Material supplied:
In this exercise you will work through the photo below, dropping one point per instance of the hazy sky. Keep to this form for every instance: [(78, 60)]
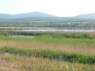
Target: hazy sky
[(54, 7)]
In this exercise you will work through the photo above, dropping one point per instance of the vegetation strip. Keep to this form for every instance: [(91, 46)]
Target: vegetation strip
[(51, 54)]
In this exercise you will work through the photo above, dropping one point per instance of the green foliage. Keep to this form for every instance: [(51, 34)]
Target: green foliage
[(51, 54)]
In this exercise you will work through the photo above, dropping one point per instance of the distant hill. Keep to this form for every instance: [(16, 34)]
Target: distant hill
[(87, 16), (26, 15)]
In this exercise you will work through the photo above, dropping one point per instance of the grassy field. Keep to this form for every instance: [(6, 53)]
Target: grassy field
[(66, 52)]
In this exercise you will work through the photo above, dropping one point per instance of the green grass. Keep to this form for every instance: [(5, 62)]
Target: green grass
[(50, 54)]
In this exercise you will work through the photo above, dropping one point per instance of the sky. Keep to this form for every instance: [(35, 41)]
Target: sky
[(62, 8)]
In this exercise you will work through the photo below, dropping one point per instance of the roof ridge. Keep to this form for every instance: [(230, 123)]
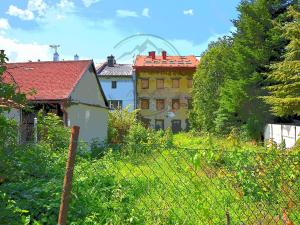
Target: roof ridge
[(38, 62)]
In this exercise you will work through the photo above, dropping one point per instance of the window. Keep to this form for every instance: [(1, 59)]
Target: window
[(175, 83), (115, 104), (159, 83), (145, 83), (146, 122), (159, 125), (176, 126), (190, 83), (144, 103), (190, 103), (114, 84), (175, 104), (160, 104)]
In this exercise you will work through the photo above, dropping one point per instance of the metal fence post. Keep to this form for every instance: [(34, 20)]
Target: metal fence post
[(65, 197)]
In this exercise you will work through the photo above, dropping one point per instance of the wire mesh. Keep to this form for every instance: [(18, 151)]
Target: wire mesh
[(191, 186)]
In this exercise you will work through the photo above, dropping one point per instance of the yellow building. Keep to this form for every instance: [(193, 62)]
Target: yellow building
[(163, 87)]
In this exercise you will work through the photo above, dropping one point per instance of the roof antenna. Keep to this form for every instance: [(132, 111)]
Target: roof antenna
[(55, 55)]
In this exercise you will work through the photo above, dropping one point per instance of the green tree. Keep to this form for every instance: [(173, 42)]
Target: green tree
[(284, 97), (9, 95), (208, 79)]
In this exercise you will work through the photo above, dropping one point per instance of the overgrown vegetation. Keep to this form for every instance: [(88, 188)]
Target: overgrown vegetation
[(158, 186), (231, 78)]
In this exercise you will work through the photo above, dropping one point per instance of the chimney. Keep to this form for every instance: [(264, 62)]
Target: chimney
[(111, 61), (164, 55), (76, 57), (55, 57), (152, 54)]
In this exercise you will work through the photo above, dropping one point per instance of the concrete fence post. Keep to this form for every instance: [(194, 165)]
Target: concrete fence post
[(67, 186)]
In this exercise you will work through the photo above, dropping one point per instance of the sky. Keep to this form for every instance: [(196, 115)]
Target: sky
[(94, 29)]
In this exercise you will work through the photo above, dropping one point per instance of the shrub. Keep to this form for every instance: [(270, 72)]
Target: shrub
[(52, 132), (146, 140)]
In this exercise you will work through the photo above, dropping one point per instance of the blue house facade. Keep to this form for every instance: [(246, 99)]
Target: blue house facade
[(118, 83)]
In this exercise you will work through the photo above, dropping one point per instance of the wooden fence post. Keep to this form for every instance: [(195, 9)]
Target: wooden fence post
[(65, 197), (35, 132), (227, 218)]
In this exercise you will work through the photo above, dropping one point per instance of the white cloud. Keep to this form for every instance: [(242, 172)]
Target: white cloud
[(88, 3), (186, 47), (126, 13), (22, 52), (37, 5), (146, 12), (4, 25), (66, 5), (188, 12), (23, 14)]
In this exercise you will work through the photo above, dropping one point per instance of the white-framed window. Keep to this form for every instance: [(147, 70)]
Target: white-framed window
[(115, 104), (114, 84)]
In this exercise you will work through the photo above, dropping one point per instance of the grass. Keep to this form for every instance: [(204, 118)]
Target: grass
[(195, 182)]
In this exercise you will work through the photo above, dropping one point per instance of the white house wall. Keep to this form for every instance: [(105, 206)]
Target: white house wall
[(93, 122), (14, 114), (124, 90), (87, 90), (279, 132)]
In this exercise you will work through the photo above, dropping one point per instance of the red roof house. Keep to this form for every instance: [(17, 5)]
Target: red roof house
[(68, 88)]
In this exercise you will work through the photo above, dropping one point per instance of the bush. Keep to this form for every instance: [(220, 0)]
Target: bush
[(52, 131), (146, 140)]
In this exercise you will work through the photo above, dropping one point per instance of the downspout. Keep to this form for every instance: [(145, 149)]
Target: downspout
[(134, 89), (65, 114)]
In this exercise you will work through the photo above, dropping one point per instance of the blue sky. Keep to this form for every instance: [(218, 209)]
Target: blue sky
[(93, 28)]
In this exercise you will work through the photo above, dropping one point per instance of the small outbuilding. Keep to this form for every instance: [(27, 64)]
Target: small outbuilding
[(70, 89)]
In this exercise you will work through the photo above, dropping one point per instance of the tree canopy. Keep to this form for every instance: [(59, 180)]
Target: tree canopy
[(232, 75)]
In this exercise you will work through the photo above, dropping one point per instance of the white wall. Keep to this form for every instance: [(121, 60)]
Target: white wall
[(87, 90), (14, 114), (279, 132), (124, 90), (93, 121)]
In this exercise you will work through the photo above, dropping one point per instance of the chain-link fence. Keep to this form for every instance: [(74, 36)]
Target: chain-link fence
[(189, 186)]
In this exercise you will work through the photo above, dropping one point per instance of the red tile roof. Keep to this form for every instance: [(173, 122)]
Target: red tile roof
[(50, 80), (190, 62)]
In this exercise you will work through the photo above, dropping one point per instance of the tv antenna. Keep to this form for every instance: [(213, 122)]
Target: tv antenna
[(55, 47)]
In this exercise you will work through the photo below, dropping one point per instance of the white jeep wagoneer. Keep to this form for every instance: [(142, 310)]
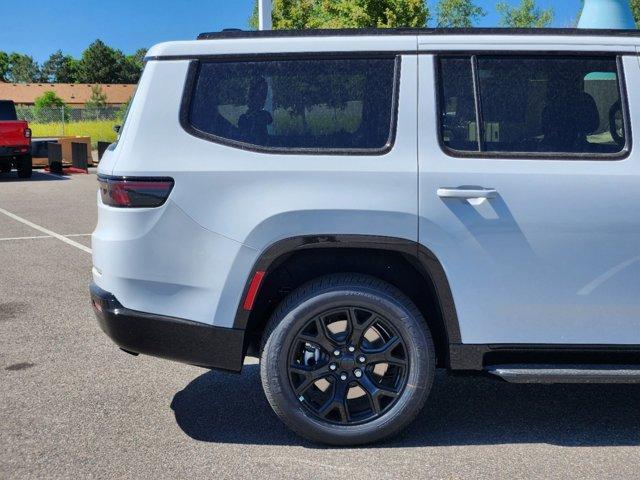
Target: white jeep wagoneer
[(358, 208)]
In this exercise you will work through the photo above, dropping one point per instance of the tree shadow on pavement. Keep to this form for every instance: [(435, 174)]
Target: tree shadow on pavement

Exercise:
Update all of the material above by replacing every "dropping one point" with "placing a single point" and leaving everything else unchanged. Leave the pictures out of your answer.

Written reply:
In this exercise you will work through the photo below, placing a single point per instance of the hazy sky. Keep to this form for every instance: [(78, 60)]
Target: hazy sky
[(54, 7)]
In this exercise you will work through the photo above, placing a single point per instance of the vegetation strip. Keep to this form for every instance: [(91, 46)]
Target: vegetation strip
[(51, 54)]
In this exercise you will work through the photo above, placing a single point per instance of the green foliage. Keep to this form for every instance: [(51, 34)]
Target: green foliage
[(51, 54)]
In this exercise you will work through the photo above, placing a single point per instance of the distant hill. Keep to this form for every instance: [(16, 34)]
Target: distant hill
[(87, 16), (26, 15)]
In this exercise you will work through the photo above, placing a single point per instance of the grassy field. Keep to this form for every instance: [(6, 53)]
Target: grassy field
[(66, 52)]
In this exercise you will work through the photo above, placing a single point per instance of the green grass. Keep to this form for every instance: [(5, 62)]
Target: green grass
[(50, 54)]
In this exercise you will work through the photo above, placing a single point per instance of the sky. Keep to this form for every instance: [(35, 41)]
Target: sky
[(62, 8)]
In this exercise you will work through the photo below, placing a single point per instance of the roof ridge. Keep to this form for every instance: [(230, 123)]
Target: roof ridge
[(38, 62)]
In this exercise you will work through the photo above, placing a single point per instance of the window. Keep to this form for every instance: [(1, 59)]
Target: window
[(175, 83), (115, 104), (159, 83), (145, 83), (146, 122), (159, 125), (176, 126), (190, 83), (144, 103), (190, 103), (114, 84), (175, 104), (160, 104)]
In this exercise you will work through the photo above, placing a single point per instance of the metal fence post. Keep to this form for every instance: [(34, 20)]
Target: metal fence post
[(65, 197)]
In this exercise you will work through the photo above, placing a single point per instance of the wire mesh. Keep to this form for every instance: [(18, 151)]
Target: wire mesh
[(191, 186)]
In this exercise you will work through the photo above, placing a single point per instance of the yellow building. Keep to this form for every instance: [(193, 62)]
Target: yellow building
[(163, 87)]
In this exercise you will work through the photo above, placing a single point per instance of the roof antenna. Keep to this form for every instance: [(132, 111)]
Target: roof antenna
[(55, 55)]
In this exercise you will work through the photo above, placing a single point per instance of the green tree. Keep to this form for every instance: [(173, 42)]
Target: green tree
[(284, 97), (9, 95), (208, 79)]
In this exercise you will work through the photo above, placing a single point per instance of the overgrown vegetation. Keep to this form for every instance: [(88, 188)]
Target: overgrown vegetation
[(158, 186), (231, 78)]
In this exercise you will work through the photo above, placing a single point per instance of the chimney. Keep to this form for every instance: [(264, 62)]
Target: chimney
[(111, 61), (164, 55), (76, 57), (55, 57), (152, 54)]
In this exercise you will work through the photo above, placing a single point per instance of the concrete fence post. Keep to this form for every instance: [(194, 165)]
Target: concrete fence post
[(67, 186)]
In this exercise you will work through the photo above, placing a single point per instance of the sky. Keep to this form for every instance: [(196, 115)]
Target: sky
[(94, 29)]
In this exercise you will work through the photo above, placing a single point per instance of the shrub. Keep to this form for every instance: [(270, 72)]
Target: shrub
[(52, 132), (146, 140)]
In this exercise you will work through the photo above, placing a single point per instance of the blue house facade. Keep to this form for every instance: [(246, 99)]
Target: blue house facade
[(118, 83)]
In this exercise you will work through the photo above, placing a single point per instance of the wooden fence post. Keep to this form for every instance: [(195, 9)]
Target: wooden fence post
[(65, 197), (35, 132), (227, 218)]
In this exercise you will work through the photo above, placing a single point per instance of the white cloud. Keep to this form for every instance: [(242, 172)]
Target: white cloud
[(88, 3), (186, 47), (126, 13), (22, 52), (37, 5), (146, 12), (4, 25), (66, 5), (188, 12), (23, 14)]
In this exercise you will work through the photo above, placing a single point per instance of the white-framed window. Keep to this form for every instance: [(147, 70)]
Target: white-framed window
[(115, 104), (114, 84)]
In this exercise you will work through the photo above, placing a single point per instance of the grass. Keep to this form for every instance: [(204, 118)]
Target: grass
[(195, 182)]
In this exercise you will work through the photo above, placing a single point per instance of the white house wall. Keep to this form for every instance: [(105, 206)]
Target: white house wall
[(93, 122), (14, 114), (124, 90), (87, 90), (279, 132)]
In this exercise you will work through the photo above, placing a single point per instance of the red roof house. Keep to this form for every instance: [(17, 5)]
Target: red roof house
[(68, 88)]
In this exercise you will work through the photo above, placing a single point per instance of the bush. Keep to this form for every instance: [(220, 0)]
Target: bush
[(52, 131), (146, 140)]
In this exercise you will work through the photo above, placing a single point per instance of the downspout. Keep to this form for every instance: [(145, 149)]
Target: downspout
[(134, 89), (65, 114)]
In this exercise you will work through the photo above, placing a single point per instance of the blue sky. Keep to this form for every instance: [(218, 209)]
Target: blue sky
[(93, 28)]
In this exercise you will work through the photo above, placing a single point per instance of the small outbuilding. Keep to this form for every instance: [(27, 64)]
Target: small outbuilding
[(70, 89)]
In this exercise you will work through the photo above, placing a single point per instance of the tree canopy. Keep to this form for every instance: [(59, 180)]
Target: tree canopy
[(232, 75)]
In this exercise you will work through the photo above, placing a single point per instance of the white wall. Keep to this form for every instance: [(121, 60)]
Target: white wall
[(87, 90), (14, 114), (279, 132), (124, 90), (93, 121)]
In this exercise you will work through the photo above, placing a single point per instance of the chain-link fence. Keep to this form for every instance: [(74, 36)]
Target: chain-link fence
[(189, 186)]
In this exercise you will work through the photo above, placing a single point per instance of the red tile roof. Keep to this form for every instance: [(173, 122)]
Target: red tile roof
[(50, 80), (190, 62)]
In this exercise you will work through the photo above, placing a single point per instance of the tv antenna. Keep to this form for every instance: [(213, 122)]
Target: tv antenna
[(55, 47)]
In this exercise you will work through the photo below, placing a single point per instance of the white jeep wagoneer. Keep to this form for every instance: [(142, 310)]
Target: white jeep wagoneer
[(358, 208)]
In this exercise you will work through the photo above, placing a single point per instance of the tree shadow on pavement. Keep to this form for every instance: [(435, 174)]
Target: tree shadow on pavement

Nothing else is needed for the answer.